Named object pointing entries:
※ ※ ※
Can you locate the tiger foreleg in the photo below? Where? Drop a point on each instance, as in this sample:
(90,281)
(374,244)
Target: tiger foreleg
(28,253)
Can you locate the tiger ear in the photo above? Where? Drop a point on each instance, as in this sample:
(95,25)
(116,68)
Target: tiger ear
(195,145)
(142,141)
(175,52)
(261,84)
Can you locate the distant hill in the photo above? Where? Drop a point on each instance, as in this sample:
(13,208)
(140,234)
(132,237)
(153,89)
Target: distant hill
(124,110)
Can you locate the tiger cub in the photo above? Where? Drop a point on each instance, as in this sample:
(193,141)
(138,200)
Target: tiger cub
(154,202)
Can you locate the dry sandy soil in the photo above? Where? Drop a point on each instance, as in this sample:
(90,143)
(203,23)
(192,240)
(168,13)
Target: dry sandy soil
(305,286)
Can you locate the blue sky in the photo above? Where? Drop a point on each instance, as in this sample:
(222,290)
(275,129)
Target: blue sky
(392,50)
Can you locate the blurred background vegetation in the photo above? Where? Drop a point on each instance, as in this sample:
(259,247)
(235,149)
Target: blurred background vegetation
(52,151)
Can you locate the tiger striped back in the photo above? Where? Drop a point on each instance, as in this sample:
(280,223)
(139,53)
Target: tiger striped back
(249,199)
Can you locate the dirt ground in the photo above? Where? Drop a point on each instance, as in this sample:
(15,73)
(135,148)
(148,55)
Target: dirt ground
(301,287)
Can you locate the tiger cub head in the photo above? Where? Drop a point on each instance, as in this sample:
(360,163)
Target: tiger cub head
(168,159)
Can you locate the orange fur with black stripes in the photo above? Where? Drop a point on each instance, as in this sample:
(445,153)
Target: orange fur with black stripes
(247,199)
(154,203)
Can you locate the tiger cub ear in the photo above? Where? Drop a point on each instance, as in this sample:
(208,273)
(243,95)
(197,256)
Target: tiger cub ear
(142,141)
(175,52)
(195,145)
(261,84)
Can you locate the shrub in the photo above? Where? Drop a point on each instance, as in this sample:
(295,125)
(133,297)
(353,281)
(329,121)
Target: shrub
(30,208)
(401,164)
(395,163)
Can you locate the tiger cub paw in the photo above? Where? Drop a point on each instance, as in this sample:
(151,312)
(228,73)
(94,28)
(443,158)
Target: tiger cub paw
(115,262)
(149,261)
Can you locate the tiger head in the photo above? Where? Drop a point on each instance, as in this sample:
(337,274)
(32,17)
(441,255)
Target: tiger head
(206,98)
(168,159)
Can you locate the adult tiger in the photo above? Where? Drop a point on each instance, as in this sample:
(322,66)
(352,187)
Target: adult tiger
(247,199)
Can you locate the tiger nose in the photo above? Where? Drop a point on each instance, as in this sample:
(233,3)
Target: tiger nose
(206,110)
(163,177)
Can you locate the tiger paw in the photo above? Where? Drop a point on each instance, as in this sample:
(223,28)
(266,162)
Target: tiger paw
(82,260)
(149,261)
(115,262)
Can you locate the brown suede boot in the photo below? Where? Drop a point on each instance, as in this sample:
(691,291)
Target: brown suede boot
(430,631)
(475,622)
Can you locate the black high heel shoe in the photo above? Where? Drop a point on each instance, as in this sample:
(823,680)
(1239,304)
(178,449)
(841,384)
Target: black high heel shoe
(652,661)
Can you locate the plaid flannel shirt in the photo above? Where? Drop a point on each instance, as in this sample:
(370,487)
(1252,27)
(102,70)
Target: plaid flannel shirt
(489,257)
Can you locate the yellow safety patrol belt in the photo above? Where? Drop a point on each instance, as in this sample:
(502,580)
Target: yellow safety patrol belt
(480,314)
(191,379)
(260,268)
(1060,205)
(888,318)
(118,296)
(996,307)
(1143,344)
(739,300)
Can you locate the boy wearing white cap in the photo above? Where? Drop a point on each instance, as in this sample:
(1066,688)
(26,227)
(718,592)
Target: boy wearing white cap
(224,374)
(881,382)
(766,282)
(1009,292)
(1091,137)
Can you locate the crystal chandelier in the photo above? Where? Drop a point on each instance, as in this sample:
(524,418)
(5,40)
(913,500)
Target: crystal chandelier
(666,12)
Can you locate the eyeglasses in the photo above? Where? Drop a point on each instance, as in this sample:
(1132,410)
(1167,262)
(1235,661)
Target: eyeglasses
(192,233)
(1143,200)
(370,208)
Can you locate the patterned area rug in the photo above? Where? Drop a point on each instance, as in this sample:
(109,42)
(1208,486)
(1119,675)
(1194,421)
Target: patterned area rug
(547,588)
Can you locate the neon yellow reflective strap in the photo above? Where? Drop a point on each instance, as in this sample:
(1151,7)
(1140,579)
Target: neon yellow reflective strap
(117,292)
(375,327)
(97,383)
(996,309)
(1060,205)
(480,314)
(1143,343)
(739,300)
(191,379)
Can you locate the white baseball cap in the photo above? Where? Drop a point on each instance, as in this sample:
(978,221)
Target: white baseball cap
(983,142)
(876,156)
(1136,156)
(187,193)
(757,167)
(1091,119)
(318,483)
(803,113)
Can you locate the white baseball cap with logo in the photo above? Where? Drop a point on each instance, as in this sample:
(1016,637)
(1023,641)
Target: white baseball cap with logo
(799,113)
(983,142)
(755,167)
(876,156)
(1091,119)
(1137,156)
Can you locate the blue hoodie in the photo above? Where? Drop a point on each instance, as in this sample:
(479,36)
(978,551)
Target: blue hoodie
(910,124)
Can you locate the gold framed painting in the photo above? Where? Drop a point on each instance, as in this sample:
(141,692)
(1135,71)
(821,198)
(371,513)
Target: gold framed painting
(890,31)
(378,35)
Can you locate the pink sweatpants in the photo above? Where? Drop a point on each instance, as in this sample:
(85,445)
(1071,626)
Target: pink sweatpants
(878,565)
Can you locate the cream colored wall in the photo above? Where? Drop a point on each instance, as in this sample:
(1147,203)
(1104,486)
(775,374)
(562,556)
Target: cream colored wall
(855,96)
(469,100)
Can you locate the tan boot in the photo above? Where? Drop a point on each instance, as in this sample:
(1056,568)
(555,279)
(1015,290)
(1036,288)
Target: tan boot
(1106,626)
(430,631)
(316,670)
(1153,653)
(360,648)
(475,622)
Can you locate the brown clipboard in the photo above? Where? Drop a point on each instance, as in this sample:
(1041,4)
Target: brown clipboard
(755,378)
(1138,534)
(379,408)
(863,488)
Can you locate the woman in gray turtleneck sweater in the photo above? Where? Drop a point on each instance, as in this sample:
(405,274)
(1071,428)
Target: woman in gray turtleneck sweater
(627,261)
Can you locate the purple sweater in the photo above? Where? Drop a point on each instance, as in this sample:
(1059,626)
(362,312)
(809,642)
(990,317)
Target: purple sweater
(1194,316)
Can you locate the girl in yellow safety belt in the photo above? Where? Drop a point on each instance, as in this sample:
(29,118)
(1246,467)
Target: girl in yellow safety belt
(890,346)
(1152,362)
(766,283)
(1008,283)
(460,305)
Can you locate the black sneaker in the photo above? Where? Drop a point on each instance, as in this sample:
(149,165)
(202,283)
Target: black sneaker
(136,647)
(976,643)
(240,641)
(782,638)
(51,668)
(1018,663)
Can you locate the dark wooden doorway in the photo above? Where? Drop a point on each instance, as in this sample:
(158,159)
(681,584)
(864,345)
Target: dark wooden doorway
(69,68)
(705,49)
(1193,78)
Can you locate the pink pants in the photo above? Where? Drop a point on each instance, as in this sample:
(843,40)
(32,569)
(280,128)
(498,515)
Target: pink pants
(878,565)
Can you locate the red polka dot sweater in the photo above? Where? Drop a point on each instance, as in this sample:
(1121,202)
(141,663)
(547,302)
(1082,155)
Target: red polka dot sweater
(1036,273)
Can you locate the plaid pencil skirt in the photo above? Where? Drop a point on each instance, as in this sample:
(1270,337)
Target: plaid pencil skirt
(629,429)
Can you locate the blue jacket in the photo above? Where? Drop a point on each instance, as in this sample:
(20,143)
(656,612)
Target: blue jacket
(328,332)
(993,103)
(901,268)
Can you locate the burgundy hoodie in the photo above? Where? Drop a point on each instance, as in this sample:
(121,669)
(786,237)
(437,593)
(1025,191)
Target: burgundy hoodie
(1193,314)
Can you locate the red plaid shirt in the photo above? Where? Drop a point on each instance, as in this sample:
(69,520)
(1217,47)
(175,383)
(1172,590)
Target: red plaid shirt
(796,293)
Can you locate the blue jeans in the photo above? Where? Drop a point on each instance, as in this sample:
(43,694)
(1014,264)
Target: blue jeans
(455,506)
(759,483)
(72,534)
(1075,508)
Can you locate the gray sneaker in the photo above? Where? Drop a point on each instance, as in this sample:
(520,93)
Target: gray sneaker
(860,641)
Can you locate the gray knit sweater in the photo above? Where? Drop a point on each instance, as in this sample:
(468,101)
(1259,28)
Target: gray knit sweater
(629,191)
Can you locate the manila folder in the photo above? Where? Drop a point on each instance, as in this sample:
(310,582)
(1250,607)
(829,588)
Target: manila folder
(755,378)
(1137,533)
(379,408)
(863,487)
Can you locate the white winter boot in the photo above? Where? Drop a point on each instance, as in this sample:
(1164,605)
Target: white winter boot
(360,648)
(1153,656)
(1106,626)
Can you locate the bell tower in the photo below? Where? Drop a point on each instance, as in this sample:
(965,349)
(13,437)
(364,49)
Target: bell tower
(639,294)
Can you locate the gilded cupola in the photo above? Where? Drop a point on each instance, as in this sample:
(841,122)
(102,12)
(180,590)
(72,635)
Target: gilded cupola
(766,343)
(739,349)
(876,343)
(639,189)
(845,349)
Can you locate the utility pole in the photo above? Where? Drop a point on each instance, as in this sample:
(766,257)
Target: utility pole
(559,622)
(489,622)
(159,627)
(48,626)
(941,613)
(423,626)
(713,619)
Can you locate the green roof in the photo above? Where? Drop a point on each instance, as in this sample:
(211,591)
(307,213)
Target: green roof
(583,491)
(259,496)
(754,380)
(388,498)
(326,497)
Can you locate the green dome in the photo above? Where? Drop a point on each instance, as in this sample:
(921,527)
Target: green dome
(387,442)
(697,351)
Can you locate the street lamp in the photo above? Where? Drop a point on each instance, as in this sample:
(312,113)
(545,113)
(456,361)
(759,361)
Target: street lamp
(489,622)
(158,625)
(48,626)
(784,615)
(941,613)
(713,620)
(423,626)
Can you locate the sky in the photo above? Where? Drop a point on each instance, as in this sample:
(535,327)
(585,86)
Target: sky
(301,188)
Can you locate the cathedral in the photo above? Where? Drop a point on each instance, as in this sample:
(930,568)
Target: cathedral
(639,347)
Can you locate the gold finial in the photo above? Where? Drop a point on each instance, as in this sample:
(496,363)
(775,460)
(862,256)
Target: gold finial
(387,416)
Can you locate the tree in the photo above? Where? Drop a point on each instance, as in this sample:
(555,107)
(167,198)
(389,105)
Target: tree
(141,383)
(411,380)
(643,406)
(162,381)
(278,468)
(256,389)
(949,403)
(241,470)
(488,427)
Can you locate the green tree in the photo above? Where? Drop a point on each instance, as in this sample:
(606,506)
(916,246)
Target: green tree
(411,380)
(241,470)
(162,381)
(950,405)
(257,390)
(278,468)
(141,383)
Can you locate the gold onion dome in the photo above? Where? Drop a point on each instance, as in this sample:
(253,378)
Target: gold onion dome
※ ※ ※
▶ [GIVEN INSTRUCTION]
Reproduce the records above word for word, starting at the line that contains "Can you locate the gold finial" and ending with the last line of the records.

▶ [RESULT OF THE EXERCISE]
Can you locate the gold finial in the photo above? Where? Drop a point on each instance, as in this sample:
(496,363)
(775,460)
(862,256)
Target: gold finial
(387,416)
Can you locate the tree in the photo above? Where? Drop a point on each instance, as in this sample:
(555,107)
(167,198)
(389,105)
Target: tree
(141,383)
(411,380)
(643,406)
(162,381)
(278,468)
(256,389)
(949,403)
(241,470)
(488,427)
Can you locate the green tree in the photo above? Where? Drop a point on each instance, as in this sample:
(606,506)
(916,246)
Target: green tree
(411,380)
(241,470)
(162,381)
(950,405)
(257,390)
(278,468)
(141,383)
Can you locate the gold onion dome in the photo above? Where? Drop a point on each instance, as in this sample:
(253,378)
Target: gold onion dome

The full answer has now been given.